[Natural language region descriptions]
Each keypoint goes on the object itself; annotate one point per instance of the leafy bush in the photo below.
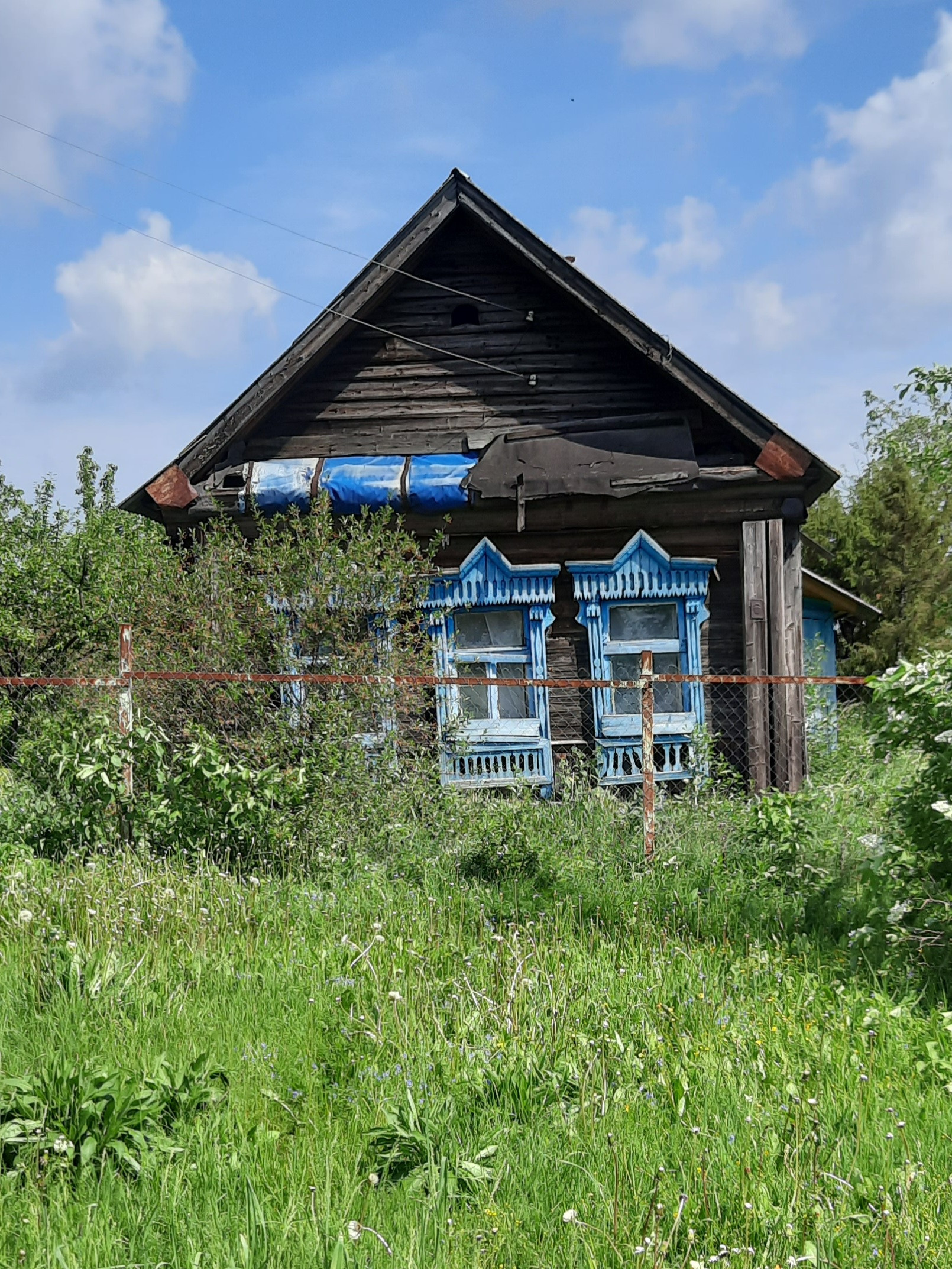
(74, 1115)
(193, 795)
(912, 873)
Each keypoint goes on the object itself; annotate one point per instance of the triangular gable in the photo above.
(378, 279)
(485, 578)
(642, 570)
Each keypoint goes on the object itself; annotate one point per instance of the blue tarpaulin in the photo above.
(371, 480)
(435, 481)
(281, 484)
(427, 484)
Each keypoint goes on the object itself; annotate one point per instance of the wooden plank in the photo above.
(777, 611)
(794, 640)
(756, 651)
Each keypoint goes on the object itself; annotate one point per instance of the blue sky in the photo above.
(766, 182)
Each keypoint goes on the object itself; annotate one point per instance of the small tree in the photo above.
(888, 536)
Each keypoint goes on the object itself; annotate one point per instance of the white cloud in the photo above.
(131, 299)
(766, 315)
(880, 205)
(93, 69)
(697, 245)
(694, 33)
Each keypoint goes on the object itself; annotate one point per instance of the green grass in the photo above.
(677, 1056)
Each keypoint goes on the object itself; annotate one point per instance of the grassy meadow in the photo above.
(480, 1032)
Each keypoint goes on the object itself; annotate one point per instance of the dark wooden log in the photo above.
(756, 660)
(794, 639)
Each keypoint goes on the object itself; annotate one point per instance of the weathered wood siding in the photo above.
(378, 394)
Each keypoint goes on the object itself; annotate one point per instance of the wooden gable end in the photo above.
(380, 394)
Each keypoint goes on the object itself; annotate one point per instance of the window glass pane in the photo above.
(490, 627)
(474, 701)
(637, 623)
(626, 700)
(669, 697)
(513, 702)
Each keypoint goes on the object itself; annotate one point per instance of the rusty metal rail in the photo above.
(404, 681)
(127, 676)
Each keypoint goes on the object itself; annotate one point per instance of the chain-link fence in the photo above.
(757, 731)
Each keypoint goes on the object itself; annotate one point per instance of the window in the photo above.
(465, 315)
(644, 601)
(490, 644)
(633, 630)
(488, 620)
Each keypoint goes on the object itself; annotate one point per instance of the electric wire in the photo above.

- TASK OBJECTIVE: Set down all records verbatim, omitting images.

- RESULT OF THIS EXERCISE:
Each keypoint goes on the object itself; annotate one point per instance of the leafy bush in the photo below.
(74, 1115)
(193, 795)
(912, 873)
Each keypoint goes on the object itself; annotate one point per instance of the triangular gable in the photo above.
(378, 279)
(485, 578)
(642, 570)
Each keypoint goes on the object itself; annotate one point per instance of the blue tarpaulin in the photo above.
(371, 480)
(435, 481)
(281, 484)
(427, 484)
Each keypoint goes on the object itself; annotate one point per instance of the wooden plank in the photo above.
(777, 611)
(794, 640)
(756, 651)
Each keypoint goes on the object itself; annotate one point per instance of the blue sky in the photo above.
(766, 182)
Each keypoint goes on the object itself; annotate one point per instance of the small tree in the photo above.
(888, 536)
Each keypoint goes on the object itself; annotate one point per instance of the white cloud in the photo above.
(131, 299)
(766, 315)
(880, 205)
(93, 69)
(697, 245)
(694, 33)
Each keypoint goes on the object itself; annotate one point per instance of the green grass in the photo above.
(677, 1056)
Each keypoint goes on the object itself; annotate one point per instance of the grassy meadow in the photo above.
(480, 1032)
Each keypoint goes on the object itself; annotate one point per instance of the dark wooden log in the photo above.
(756, 660)
(794, 639)
Each keypoint goes on the object itself; annotate one point per instance of the weathered wood siding in the photo above.
(378, 394)
Each keypoint goes on the object itself; annotate one point per instance of the wooden gable end in the photo above.
(380, 394)
Each keypoint goes on the object itself; annotate one point per instance of the window glass pane in the photo above.
(490, 627)
(474, 701)
(637, 623)
(626, 700)
(669, 697)
(513, 702)
Each keypoint goes on the object itself; annotate one point per instance of the rusty metal rail in the photo above.
(404, 681)
(127, 676)
Each keypoint goes on the object itself; annotate one point per instance of the chain-link fence in the photo above.
(757, 731)
Each keypoint goes on the object itself; annotate one point per instance of the window in the photo above.
(465, 315)
(644, 601)
(490, 644)
(633, 630)
(488, 620)
Each keypoint goes on the object itself; annotate one point per instance of the electric wire in the photo above.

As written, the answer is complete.